What is required >> Please write out all of the lines below again, word for word, with the pictures left out.

[Extracted data lines]

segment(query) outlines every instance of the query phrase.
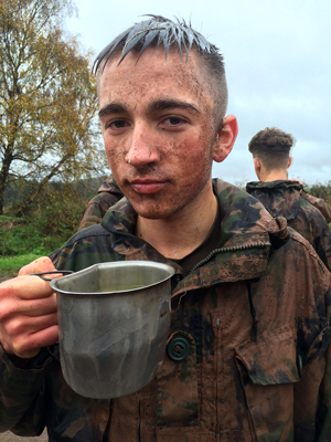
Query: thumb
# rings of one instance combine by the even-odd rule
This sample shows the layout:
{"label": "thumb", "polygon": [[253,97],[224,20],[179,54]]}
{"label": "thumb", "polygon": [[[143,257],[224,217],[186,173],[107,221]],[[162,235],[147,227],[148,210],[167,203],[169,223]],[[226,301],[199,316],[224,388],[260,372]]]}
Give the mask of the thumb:
{"label": "thumb", "polygon": [[52,272],[56,270],[52,261],[47,256],[39,257],[30,264],[24,265],[19,272],[19,276],[28,275],[29,273]]}

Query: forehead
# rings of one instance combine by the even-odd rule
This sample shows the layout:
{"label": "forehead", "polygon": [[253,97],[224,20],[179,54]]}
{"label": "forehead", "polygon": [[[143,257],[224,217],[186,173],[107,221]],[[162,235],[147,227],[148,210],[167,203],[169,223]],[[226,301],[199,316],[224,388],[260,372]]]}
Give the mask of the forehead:
{"label": "forehead", "polygon": [[173,50],[166,60],[163,49],[147,49],[139,60],[138,55],[131,51],[119,65],[120,56],[105,65],[99,77],[100,108],[115,101],[139,106],[159,98],[194,102],[205,112],[213,107],[207,75],[194,51],[188,60]]}

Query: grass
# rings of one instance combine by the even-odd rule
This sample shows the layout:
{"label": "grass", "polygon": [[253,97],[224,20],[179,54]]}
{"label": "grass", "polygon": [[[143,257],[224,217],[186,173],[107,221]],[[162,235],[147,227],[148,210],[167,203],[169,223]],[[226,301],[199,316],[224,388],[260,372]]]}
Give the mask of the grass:
{"label": "grass", "polygon": [[[44,255],[47,255],[47,253]],[[0,274],[1,276],[15,276],[23,265],[29,264],[40,256],[41,254],[35,253],[28,253],[17,256],[0,256]]]}

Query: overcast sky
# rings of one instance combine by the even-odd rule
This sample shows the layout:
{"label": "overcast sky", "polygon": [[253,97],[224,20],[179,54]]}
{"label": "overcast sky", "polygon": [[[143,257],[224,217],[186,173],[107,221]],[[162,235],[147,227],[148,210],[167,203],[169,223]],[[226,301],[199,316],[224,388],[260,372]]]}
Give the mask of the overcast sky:
{"label": "overcast sky", "polygon": [[295,136],[289,178],[331,180],[330,0],[76,0],[67,29],[97,54],[141,14],[191,20],[224,55],[227,114],[239,134],[213,177],[256,180],[250,138],[276,126]]}

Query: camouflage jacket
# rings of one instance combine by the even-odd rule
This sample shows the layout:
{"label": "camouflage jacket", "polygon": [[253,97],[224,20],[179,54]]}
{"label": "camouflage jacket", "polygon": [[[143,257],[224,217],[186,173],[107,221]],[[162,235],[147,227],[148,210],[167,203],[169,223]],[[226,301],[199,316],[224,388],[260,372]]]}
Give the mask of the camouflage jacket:
{"label": "camouflage jacket", "polygon": [[[330,273],[311,245],[246,192],[217,181],[215,250],[189,275],[175,267],[169,343],[140,391],[93,400],[73,392],[46,350],[30,369],[0,357],[0,431],[50,441],[331,442]],[[169,262],[134,235],[122,199],[63,246],[57,266],[122,260]],[[54,354],[54,351],[53,351]],[[137,367],[139,369],[139,367]]]}
{"label": "camouflage jacket", "polygon": [[247,183],[246,190],[257,198],[273,217],[286,218],[287,224],[306,238],[323,263],[331,267],[325,254],[329,225],[321,212],[301,198],[302,185],[298,181],[282,180],[253,181]]}
{"label": "camouflage jacket", "polygon": [[86,206],[79,221],[78,231],[99,224],[107,210],[121,198],[122,192],[111,176],[102,183],[98,194]]}

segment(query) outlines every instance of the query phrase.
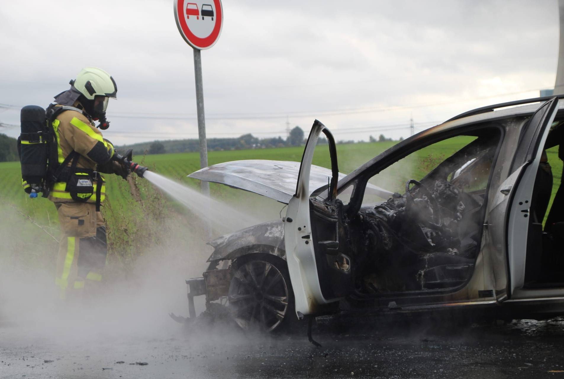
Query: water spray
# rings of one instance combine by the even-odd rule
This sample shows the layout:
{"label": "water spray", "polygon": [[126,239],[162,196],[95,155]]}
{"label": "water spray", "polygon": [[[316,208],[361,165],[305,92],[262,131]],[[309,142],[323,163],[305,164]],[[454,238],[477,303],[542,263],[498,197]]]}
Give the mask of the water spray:
{"label": "water spray", "polygon": [[131,161],[132,155],[133,154],[133,149],[129,149],[125,152],[124,155],[118,154],[115,153],[112,157],[112,159],[116,162],[118,162],[124,167],[127,168],[130,170],[132,172],[135,173],[139,178],[143,178],[143,174],[146,171],[148,170],[148,169],[144,166],[142,166],[135,162]]}

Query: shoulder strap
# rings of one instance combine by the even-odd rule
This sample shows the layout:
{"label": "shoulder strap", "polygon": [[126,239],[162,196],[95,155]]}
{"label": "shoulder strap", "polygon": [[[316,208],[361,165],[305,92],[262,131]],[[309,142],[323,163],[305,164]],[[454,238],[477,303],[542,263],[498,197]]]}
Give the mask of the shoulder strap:
{"label": "shoulder strap", "polygon": [[56,107],[54,104],[50,104],[47,108],[47,111],[46,112],[46,115],[47,116],[47,119],[49,120],[49,122],[52,122],[55,121],[55,119],[57,118],[61,112],[64,112],[65,111],[76,111],[82,114],[84,112],[82,112],[82,109],[80,109],[78,108],[75,108],[74,107],[70,107],[70,105],[63,105],[63,107]]}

Final answer >>
segment(query) outlines every instance of the query phrase.
Query: thumb
# rings of one instance combine by the even-odd rule
This sample shows the layout:
{"label": "thumb", "polygon": [[253,97],[224,20],[179,54]]}
{"label": "thumb", "polygon": [[[143,257],[224,217],[186,173],[107,221]],[[162,235],[147,227],[148,210],[167,203],[169,223]],[[226,301],[199,316],[224,388],[260,372]]]}
Give the mask of the thumb:
{"label": "thumb", "polygon": [[52,272],[56,270],[52,261],[47,256],[39,257],[30,264],[24,265],[19,272],[19,276],[28,275],[29,273]]}

Query: forehead
# rings of one instance combine by the even-odd rule
This sample shows the layout:
{"label": "forehead", "polygon": [[253,97],[224,20],[179,54]]}
{"label": "forehead", "polygon": [[[143,257],[224,217],[186,173],[107,221]],[[162,235],[147,227],[148,210],[167,203],[169,223]],[[226,301],[199,316],[224,388],[260,372]]]}
Give the mask of the forehead:
{"label": "forehead", "polygon": [[173,50],[166,60],[163,49],[147,49],[139,60],[138,55],[131,51],[119,65],[120,56],[105,65],[99,77],[100,108],[115,101],[139,106],[159,98],[194,102],[205,112],[213,107],[207,75],[194,51],[188,60]]}

Query: grass
# rings of one instance combine by the even-odd rule
This sample shows the layout:
{"label": "grass", "polygon": [[253,97],[224,20],[179,54]]}
{"label": "grass", "polygon": [[[143,257],[224,217],[186,173],[107,221]],[[162,235],[147,227],[148,210],[167,203],[169,223]],[[226,301],[199,316],[224,388],[260,372]]]}
Give the mask of the grass:
{"label": "grass", "polygon": [[[44,255],[47,255],[47,253]],[[0,274],[1,276],[15,276],[23,265],[29,264],[40,256],[41,254],[35,253],[28,253],[17,256],[0,256]]]}

Query: overcast sky
# rings of one instance combine by the even-odd rule
This sample shows the layout:
{"label": "overcast sky", "polygon": [[253,97],[224,20],[179,54]]}
{"label": "overcast sky", "polygon": [[[143,257],[224,217],[186,173],[107,221]],[[162,235],[147,227],[148,210],[167,203],[169,223]],[[226,301],[199,316],[224,388],[260,372]]]}
Give the mask of the overcast sky:
{"label": "overcast sky", "polygon": [[295,136],[289,178],[331,180],[330,0],[76,0],[67,29],[97,54],[141,14],[191,20],[224,55],[227,114],[239,134],[213,177],[256,180],[250,138],[276,126]]}

Query: camouflage jacket
# rings of one instance combine by the even-odd rule
This sample shows the layout:
{"label": "camouflage jacket", "polygon": [[253,97],[224,20],[179,54]]}
{"label": "camouflage jacket", "polygon": [[[143,257],[224,217],[186,173],[107,221]],[[162,235],[147,227],[148,210],[167,203],[169,223]],[[226,301],[199,316],[224,388],[260,372]]]}
Give the mask of the camouflage jacket:
{"label": "camouflage jacket", "polygon": [[[330,273],[311,245],[246,192],[217,181],[215,250],[189,275],[175,267],[169,343],[140,391],[93,400],[73,392],[46,350],[30,369],[0,357],[0,431],[50,441],[331,442]],[[169,262],[134,235],[122,199],[63,246],[57,266],[122,260]],[[54,354],[54,351],[53,351]],[[137,367],[139,369],[139,367]]]}
{"label": "camouflage jacket", "polygon": [[247,183],[246,190],[257,198],[273,217],[286,218],[287,224],[306,238],[323,263],[331,267],[325,254],[329,225],[321,212],[301,198],[302,185],[298,181],[282,180],[253,181]]}
{"label": "camouflage jacket", "polygon": [[86,206],[79,221],[78,231],[99,224],[107,210],[121,198],[122,192],[111,176],[102,183],[98,194]]}

segment(query) outlines every instance of the query phrase.
Query: water spray
# rings of one instance combine by the even-odd rule
This sample shows the layout:
{"label": "water spray", "polygon": [[126,239],[162,196],[95,155]]}
{"label": "water spray", "polygon": [[[316,208],[361,165],[305,92],[262,131]],[[309,142],[323,163],[305,164]],[[454,238],[477,303],[542,263],[498,197]]]}
Give the mask of the water spray:
{"label": "water spray", "polygon": [[131,161],[132,155],[133,154],[133,149],[129,149],[125,152],[124,155],[118,154],[115,153],[112,157],[112,159],[116,162],[118,162],[124,167],[127,168],[130,170],[132,172],[135,173],[139,178],[143,178],[143,174],[146,171],[148,170],[148,169],[144,166],[142,166],[135,162]]}

Query: shoulder strap
# rings of one instance combine by the even-odd rule
This sample shows the layout:
{"label": "shoulder strap", "polygon": [[126,239],[162,196],[95,155]]}
{"label": "shoulder strap", "polygon": [[[316,208],[361,165],[305,92],[262,131]],[[309,142],[323,163],[305,164]],[[454,238],[477,303],[542,263],[498,197]]]}
Give the mask of the shoulder strap:
{"label": "shoulder strap", "polygon": [[56,107],[54,104],[50,104],[47,108],[47,111],[46,112],[46,115],[47,116],[47,119],[49,120],[49,122],[52,122],[55,121],[55,119],[57,118],[61,112],[64,112],[65,111],[76,111],[82,114],[84,112],[82,112],[82,109],[80,109],[78,108],[75,108],[74,107],[70,107],[70,105],[63,105],[63,107]]}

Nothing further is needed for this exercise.